§ **Exercise**: Where a line in the material below has the string "woman", please report it.

§ **Recorded information**:
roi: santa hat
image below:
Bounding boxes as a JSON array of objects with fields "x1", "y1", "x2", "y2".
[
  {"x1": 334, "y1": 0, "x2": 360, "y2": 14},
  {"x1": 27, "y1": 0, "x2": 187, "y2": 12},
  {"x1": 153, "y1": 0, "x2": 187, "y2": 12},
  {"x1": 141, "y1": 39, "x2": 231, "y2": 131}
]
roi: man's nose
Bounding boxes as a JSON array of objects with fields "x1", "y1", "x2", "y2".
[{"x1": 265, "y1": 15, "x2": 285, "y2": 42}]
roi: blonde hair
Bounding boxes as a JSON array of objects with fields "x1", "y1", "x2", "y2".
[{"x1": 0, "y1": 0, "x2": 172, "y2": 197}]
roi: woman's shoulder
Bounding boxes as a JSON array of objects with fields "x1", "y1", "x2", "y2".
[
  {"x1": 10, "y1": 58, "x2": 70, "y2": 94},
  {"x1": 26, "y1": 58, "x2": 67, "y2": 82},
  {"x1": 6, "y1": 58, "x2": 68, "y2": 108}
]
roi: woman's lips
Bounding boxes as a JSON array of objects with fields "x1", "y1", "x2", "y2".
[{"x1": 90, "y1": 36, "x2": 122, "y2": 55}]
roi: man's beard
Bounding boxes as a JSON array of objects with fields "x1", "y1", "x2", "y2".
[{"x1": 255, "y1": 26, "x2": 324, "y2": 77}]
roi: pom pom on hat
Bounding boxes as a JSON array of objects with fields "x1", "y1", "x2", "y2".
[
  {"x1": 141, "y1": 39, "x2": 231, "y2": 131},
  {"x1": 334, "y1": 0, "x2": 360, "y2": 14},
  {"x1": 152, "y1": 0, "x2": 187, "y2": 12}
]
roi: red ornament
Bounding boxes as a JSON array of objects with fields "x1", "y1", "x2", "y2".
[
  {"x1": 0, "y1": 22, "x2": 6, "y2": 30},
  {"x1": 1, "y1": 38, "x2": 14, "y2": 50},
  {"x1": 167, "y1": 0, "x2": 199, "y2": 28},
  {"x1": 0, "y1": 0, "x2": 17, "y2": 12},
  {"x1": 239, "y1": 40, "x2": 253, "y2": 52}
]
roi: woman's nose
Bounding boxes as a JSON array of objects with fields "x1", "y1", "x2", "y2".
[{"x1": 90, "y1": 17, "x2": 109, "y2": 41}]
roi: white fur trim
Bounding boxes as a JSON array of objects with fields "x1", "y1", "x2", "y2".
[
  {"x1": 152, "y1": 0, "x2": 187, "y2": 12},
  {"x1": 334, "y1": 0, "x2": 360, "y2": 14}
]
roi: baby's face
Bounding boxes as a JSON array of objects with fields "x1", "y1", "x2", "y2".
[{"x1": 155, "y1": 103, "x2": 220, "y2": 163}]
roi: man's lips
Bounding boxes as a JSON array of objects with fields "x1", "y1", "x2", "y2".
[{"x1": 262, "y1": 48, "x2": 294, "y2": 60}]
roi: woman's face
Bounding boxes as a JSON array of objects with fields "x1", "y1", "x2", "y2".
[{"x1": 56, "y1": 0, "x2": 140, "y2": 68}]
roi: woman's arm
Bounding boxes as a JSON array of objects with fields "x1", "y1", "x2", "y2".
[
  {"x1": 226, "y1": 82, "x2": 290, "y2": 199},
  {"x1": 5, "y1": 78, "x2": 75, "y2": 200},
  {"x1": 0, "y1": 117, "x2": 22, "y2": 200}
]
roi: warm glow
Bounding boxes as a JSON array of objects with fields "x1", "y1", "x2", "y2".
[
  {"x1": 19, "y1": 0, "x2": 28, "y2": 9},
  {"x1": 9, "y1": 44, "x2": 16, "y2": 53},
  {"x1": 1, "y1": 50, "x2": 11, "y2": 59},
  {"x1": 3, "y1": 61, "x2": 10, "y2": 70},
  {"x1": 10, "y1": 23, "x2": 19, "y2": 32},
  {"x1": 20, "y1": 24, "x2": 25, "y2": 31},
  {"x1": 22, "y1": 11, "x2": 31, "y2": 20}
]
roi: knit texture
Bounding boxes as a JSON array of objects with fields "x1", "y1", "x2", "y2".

§ **Result**:
roi: woman's shoulder
roi: woman's lips
roi: woman's nose
roi: woman's face
roi: woman's arm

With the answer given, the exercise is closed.